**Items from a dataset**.
+ + + + +

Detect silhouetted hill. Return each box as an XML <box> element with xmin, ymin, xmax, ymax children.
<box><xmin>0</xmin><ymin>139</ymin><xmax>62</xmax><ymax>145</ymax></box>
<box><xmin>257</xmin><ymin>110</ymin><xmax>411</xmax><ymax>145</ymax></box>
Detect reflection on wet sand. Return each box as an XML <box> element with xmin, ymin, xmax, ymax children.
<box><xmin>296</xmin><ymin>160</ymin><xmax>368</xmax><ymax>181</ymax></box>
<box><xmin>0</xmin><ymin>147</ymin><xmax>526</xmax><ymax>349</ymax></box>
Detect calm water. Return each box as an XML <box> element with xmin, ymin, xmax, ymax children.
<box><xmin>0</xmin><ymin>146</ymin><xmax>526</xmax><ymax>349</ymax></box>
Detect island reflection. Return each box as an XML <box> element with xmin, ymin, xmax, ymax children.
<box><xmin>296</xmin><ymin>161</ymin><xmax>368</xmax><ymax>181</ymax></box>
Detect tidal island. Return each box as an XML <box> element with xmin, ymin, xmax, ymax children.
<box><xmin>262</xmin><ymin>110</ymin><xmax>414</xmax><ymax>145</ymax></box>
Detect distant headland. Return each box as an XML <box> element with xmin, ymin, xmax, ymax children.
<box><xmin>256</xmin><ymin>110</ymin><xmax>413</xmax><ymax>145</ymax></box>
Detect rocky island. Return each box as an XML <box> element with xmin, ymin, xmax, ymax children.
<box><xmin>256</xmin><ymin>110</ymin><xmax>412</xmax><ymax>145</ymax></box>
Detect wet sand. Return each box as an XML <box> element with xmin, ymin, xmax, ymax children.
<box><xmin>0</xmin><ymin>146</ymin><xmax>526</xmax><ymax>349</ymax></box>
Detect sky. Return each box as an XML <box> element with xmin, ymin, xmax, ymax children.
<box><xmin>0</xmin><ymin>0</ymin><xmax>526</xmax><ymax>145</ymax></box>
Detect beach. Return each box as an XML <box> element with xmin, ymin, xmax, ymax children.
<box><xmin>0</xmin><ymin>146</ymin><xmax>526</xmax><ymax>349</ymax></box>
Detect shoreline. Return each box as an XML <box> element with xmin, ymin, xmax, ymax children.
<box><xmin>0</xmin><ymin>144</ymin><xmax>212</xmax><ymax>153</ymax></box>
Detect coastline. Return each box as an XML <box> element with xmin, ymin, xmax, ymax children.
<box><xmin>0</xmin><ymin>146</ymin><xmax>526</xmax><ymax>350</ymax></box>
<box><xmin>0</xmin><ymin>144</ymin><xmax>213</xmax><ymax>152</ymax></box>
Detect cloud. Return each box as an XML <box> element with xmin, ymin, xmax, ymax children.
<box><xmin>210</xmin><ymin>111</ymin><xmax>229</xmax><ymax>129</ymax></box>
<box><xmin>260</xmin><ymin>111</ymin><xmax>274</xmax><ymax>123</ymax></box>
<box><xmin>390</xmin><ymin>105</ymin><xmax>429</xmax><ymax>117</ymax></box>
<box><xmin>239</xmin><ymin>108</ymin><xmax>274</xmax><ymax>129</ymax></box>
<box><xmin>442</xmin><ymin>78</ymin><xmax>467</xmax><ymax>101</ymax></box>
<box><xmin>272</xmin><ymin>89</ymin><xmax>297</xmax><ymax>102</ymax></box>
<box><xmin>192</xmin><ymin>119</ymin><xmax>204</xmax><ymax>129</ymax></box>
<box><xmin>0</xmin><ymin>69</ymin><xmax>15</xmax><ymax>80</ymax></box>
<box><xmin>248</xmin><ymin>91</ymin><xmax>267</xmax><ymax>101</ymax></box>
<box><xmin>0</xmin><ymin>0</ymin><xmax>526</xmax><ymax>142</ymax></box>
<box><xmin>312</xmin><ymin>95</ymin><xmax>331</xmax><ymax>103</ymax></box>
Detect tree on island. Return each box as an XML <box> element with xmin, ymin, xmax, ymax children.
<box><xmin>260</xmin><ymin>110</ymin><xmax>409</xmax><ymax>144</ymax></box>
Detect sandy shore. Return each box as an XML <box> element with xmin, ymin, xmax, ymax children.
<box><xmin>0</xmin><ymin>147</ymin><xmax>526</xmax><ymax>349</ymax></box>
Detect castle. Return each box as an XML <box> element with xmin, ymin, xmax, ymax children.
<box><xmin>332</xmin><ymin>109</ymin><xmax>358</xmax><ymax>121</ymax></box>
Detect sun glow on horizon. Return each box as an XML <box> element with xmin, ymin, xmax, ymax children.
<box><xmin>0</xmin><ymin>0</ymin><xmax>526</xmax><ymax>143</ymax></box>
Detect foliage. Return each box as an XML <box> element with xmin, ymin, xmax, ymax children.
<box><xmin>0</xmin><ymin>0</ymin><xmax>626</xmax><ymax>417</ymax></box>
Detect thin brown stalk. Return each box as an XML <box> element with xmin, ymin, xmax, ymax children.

+ + + + +

**Problem details**.
Rescale the part of the records that opens with the line containing "Detect shoreline. Return" and runs through the end of the records. Repeat all of its lines, requests included, with every box coordinate in the answers multiplied by 1.8 and rounded to a whole number, halves rounding up.

**Expected answer**.
Detect shoreline. Return each box as an XML <box> element with xmin, ymin, xmax, ymax children.
<box><xmin>0</xmin><ymin>259</ymin><xmax>382</xmax><ymax>275</ymax></box>
Detect coastline. Return each box as an XML <box> element with xmin, ymin, xmax, ymax children.
<box><xmin>0</xmin><ymin>263</ymin><xmax>947</xmax><ymax>630</ymax></box>
<box><xmin>0</xmin><ymin>259</ymin><xmax>383</xmax><ymax>274</ymax></box>
Detect cloud. Return each box as an XML <box> element with xmin, ymin, xmax, ymax children.
<box><xmin>378</xmin><ymin>200</ymin><xmax>412</xmax><ymax>232</ymax></box>
<box><xmin>468</xmin><ymin>200</ymin><xmax>493</xmax><ymax>221</ymax></box>
<box><xmin>702</xmin><ymin>189</ymin><xmax>772</xmax><ymax>211</ymax></box>
<box><xmin>430</xmin><ymin>194</ymin><xmax>493</xmax><ymax>232</ymax></box>
<box><xmin>796</xmin><ymin>140</ymin><xmax>841</xmax><ymax>182</ymax></box>
<box><xmin>490</xmin><ymin>160</ymin><xmax>535</xmax><ymax>184</ymax></box>
<box><xmin>346</xmin><ymin>214</ymin><xmax>367</xmax><ymax>232</ymax></box>
<box><xmin>0</xmin><ymin>124</ymin><xmax>27</xmax><ymax>144</ymax></box>
<box><xmin>446</xmin><ymin>164</ymin><xmax>481</xmax><ymax>182</ymax></box>
<box><xmin>0</xmin><ymin>0</ymin><xmax>947</xmax><ymax>256</ymax></box>
<box><xmin>562</xmin><ymin>171</ymin><xmax>596</xmax><ymax>185</ymax></box>
Detect tree on island. Return each box as an XML <box> element with xmin, ymin, xmax, ymax children.
<box><xmin>468</xmin><ymin>198</ymin><xmax>736</xmax><ymax>259</ymax></box>
Detect sandy shore. Return each box as an XML <box> element with xmin, ymin, xmax, ymax children.
<box><xmin>0</xmin><ymin>265</ymin><xmax>947</xmax><ymax>628</ymax></box>
Detect castle. Return each box as an XML <box> element with xmin, ymin, xmax, ymax children.
<box><xmin>598</xmin><ymin>196</ymin><xmax>644</xmax><ymax>218</ymax></box>
Detect sun glow on horizon. Return each box as an XML <box> element with xmin, ymin, xmax, ymax children.
<box><xmin>0</xmin><ymin>0</ymin><xmax>947</xmax><ymax>257</ymax></box>
Detect foliage. Return each box as an XML <box> element with xmin, ymin, xmax, ymax children.
<box><xmin>0</xmin><ymin>0</ymin><xmax>1127</xmax><ymax>751</ymax></box>
Detect thin brown stalk. Return each box as an XML <box> element with xmin, ymin, xmax, ymax children.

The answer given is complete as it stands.